**WHAT YOU NEED TO DO:**
a) In the SPARK-35389 commit message, what value is `propagateNull` set to when `Invoke` and `StaticInvoke` are created for `ScalarFunction`'s magic method?
b) From the SPARK-35389 commit message, quote the passage that begins at the words "### Does this" and stops after "this patch tested?".
c) Extend the SPARK-35389 commit page past its last line shown.

**EXCERPTED PASSAGE:**
----------------

[SPARK-35389][SQL] V2 ScalarFunction should support magic method with null arguments

### What changes were proposed in this pull request?

When creating `Invoke` and `StaticInvoke` for `ScalarFunction`'s magic method, set `propagateNull` to false.

### Why are the changes needed?

When `propgagateNull` is true (which is the default value), `Invoke` and `StaticInvoke` will return null if any of the argument is null. For scalar function this is incorrect, as we should leave the logic to function implementation instead.

### Does this PR introduce _any_ user-facing change?

Yes. Now null arguments shall be properly handled with magic method.

### How was this patch tested?

Added new tests.

Closes #32553 from sunchao/SPARK-35389.

Authored-by: Chao Sun <sunchao@apple.com>
Signed-off-by: Wenchen Fan <wenchen@databricks.com>
This commit is contained in:
Chao Sun 2021-05-18 08:45:55 +00:00 committed by Wenchen Fan
parent cce0048c78
commit 44d762abc6
5 changed files with 96 additions and 10 deletions

View file

@ -31,6 +31,7 @@ import org.apache.spark.sql.types.DataType;
* InternalRow API for the {@link DataType SQL data type} returned by {@link #resultType()}.

----------------

Collected data entries
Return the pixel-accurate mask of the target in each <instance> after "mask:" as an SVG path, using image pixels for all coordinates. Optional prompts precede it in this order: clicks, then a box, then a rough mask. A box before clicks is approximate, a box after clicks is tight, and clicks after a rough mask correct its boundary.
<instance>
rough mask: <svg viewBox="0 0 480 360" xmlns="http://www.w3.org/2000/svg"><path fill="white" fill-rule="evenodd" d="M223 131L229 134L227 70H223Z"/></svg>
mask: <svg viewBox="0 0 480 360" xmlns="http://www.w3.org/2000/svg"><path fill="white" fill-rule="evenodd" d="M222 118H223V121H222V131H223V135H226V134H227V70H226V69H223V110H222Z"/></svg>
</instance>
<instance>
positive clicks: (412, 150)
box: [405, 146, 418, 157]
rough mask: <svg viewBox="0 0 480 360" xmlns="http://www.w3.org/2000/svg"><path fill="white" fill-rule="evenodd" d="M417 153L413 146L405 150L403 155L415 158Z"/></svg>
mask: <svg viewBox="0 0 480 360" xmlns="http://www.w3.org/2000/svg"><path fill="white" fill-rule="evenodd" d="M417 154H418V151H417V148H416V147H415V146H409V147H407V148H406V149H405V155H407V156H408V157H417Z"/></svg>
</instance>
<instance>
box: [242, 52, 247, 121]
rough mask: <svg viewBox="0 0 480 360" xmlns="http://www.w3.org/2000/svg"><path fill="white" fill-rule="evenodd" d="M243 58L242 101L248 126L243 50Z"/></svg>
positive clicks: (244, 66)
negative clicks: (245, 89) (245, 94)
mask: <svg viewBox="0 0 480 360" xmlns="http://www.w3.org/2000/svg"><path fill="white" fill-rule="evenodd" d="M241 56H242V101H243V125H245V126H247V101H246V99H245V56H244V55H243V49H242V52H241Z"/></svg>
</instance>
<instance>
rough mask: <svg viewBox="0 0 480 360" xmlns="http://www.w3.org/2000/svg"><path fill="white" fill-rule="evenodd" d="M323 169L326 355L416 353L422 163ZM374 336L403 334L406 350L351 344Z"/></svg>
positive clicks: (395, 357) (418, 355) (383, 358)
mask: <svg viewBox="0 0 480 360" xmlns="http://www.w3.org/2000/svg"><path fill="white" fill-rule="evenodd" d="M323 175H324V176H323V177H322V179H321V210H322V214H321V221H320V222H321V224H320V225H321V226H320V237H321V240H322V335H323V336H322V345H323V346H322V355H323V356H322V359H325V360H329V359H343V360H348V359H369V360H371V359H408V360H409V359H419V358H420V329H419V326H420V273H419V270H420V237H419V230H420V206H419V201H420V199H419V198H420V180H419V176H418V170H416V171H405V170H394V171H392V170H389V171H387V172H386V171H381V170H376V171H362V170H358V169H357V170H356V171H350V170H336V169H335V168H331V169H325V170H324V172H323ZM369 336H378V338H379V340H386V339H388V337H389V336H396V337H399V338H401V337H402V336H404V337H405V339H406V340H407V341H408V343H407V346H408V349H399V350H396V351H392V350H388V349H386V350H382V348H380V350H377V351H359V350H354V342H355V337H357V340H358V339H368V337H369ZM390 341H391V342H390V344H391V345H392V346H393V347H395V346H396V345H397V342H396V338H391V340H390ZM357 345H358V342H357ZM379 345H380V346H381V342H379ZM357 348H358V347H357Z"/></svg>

----------------

**ANSWERS FOR EACH ITEM:**
a) It is set to false.

b)
### Does this PR introduce _any_ user-facing change?

Yes. Now null arguments shall be properly handled with magic method.

### How was this patch tested?

c)
* The mapping between {@link DataType} and the corresponding JVM type is defined below.
* <p>
* <h2> Magic method </h2>
* <b>IMPORTANT</b>: the default implementation of {@link #produceResult} throws
* {@link UnsupportedOperationException}. Users must choose to either override this method, or
* implement a magic method with name {@link #MAGIC_METHOD_NAME}, which takes individual parameters
@ -82,6 +83,24 @@ import org.apache.spark.sql.types.DataType;
* following the mapping defined below, and then checking if there is a matching method from all the
* declared methods in the UDF class, using method name and the Java types.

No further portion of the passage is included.